> WHAT YOU NEED TO DO
A) Reproduce the mailing-list post on analyze prefetching word for word, starting at "Stephen Frost Mon, 09" and ending at "a cheap syscall.".
B) List, word for word, each line of the listing that includes the string "bridge".

Re: automatic analyze: readahead - add "IO read time" log message

Stephen Frost Mon, 09 Nov 2020 10:07:19 -0800

Greetings,

* Tomas Vondra (tomas.von...@2ndquadrant.com) wrote:
> On 11/4/20 5:02 PM, Stephen Frost wrote:
> >* Tomas Vondra (tomas.von...@2ndquadrant.com) wrote:
> >>>If you highlight "738754560" in the output it appears to duplicate the
> >>>syscalls issued until it preads() - in case of "738754560" offset it was
> >>>asked for 3 times. Also I wouldn't  imagine in wildest dreams that
> >>>posix_fadvise(POSIX_FADV_WILLNEED) is such a cheap syscall.
> >>
> >>IMHO that'a a bug in the patch, which always tries to prefetch all
> >>"future" blocks, including those that were already prefetched. It
> >>probably needs to do something like bitmap heap scan where we track
> >>what was already prefetched and only issue the new blocks.
> >
> >Updated patch attached which:
> >
> >- Starts out by pre-fetching the first effective_io_concurrency number
> >   of blocks we are going to want, hopefully making it so the kernel will
> >   trust our fadvise's over its own read-ahead, right from the start.
> >- Makes sure the prefetch iterator is pushed forward whenever the
> >   regular interator is moved forward.
> >- After each page read, issues a prefetch, similar to BitmapHeapScan, to
> >   hopefully avoiding having the prefetching get in the way of the
> >   regular i/o.
> >- Added some comments, ran pgindent, added a commit message.
> 
> Nice, that was quick ;-)


:)

> >I do think we should also include patch that Jakub wrote previously
> >which adds information about the read rate of ANALYZE.
> 
> +1

Attached is an updated patch which updates the documentation and
integrates Jakub's initial work on improving the logging around
auto-analyze (and I made the logging in auto-vacuum more-or-less match
it).

> >I'll look at integrating that into this patch and then look at a new
> >patch to do something similar for VACUUM in a bit.
> 
> +1

I spent some time looking into this but it's a bit complicated..  For
some sound reasons, VACUUM will avoid skipping through a table when
there's only a few pages that it could skip (not skipping allows us to
move forward the relfrozenxid).  That said, perhaps we could start doing
prefetching once we've decided that we're skipping.  We'd need to think
about if we have to worry about the VM changing between the pre-fetching
and the time when we're actually going to ask for the page..  I don't
*think* that's an issue because only VACUUM would be changing the pages
to be all-frozen or all-visible, and so if we see a page that isn't one
of those then we're going to want to visit that page and that's not
going to change, and we probably don't need to care about a page that
used to be all-frozen and now isn't during this run- but if the prefetch
went ahead and got page 10, and now page 8 is not-all-frozen and the
actual scan is at page 5, then maybe it wants page 8 next and that isn't
what we pre-fetched...

> EXTRACTED INFORMATION
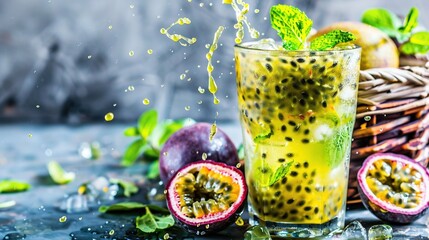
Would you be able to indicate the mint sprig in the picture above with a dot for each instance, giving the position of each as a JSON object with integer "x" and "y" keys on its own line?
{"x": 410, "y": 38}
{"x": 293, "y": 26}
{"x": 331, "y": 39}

--

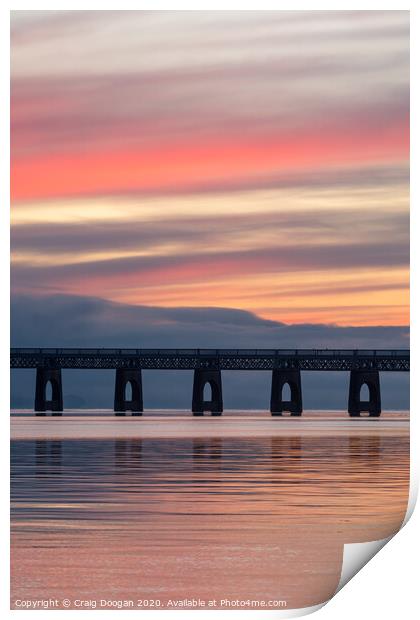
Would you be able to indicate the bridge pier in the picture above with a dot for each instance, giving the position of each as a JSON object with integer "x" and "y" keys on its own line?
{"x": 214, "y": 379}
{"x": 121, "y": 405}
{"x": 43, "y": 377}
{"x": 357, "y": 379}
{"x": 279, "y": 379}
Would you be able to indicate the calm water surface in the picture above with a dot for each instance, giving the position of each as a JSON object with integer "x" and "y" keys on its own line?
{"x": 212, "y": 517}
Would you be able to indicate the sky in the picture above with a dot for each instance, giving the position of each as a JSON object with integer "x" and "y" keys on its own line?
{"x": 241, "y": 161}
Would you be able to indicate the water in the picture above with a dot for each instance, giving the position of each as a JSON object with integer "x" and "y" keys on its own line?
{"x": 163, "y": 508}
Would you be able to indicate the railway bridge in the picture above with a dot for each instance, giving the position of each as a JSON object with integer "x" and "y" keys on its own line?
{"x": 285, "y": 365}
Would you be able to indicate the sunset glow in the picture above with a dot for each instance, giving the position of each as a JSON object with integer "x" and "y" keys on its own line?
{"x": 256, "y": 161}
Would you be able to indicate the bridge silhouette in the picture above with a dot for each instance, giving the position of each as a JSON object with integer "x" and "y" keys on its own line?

--

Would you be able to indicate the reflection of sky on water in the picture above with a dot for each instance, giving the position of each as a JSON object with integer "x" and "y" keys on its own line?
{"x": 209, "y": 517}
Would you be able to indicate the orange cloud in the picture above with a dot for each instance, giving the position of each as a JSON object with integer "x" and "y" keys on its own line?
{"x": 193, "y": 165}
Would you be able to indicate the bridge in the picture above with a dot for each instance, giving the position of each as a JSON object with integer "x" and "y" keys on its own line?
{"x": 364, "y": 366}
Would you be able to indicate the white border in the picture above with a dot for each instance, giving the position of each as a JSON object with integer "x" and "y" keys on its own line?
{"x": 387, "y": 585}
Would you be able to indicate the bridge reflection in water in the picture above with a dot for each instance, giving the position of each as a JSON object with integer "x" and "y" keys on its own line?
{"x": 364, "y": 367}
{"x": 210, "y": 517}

> RESPONSES BY TASK
A)
Stephen Frost Mon, 09 Nov 2020 10:07:19 -0800

Greetings,

* Tomas Vondra (tomas.von...@2ndquadrant.com) wrote:
> On 11/4/20 5:02 PM, Stephen Frost wrote:
> >* Tomas Vondra (tomas.von...@2ndquadrant.com) wrote:
> >>>If you highlight "738754560" in the output it appears to duplicate the
> >>>syscalls issued until it preads() - in case of "738754560" offset it was
> >>>asked for 3 times. Also I wouldn't  imagine in wildest dreams that
> >>>posix_fadvise(POSIX_FADV_WILLNEED) is such a cheap syscall.

B)
Would you be able to indicate the bridge pier in the picture above with a dot for each instance, giving the position of each as a JSON object with integer "x" and "y" keys on its own line?
Would you be able to indicate the railway bridge in the picture above with a dot for each instance, giving the position of each as a JSON object with integer "x" and "y" keys on its own line?
Would you be able to indicate the bridge silhouette in the picture above with a dot for each instance, giving the position of each as a JSON object with integer "x" and "y" keys on its own line?
Would you be able to indicate the bridge in the picture above with a dot for each instance, giving the position of each as a JSON object with integer "x" and "y" keys on its own line?
Would you be able to indicate the bridge reflection in water in the picture above with a dot for each instance, giving the position of each as a JSON object with integer "x" and "y" keys on its own line?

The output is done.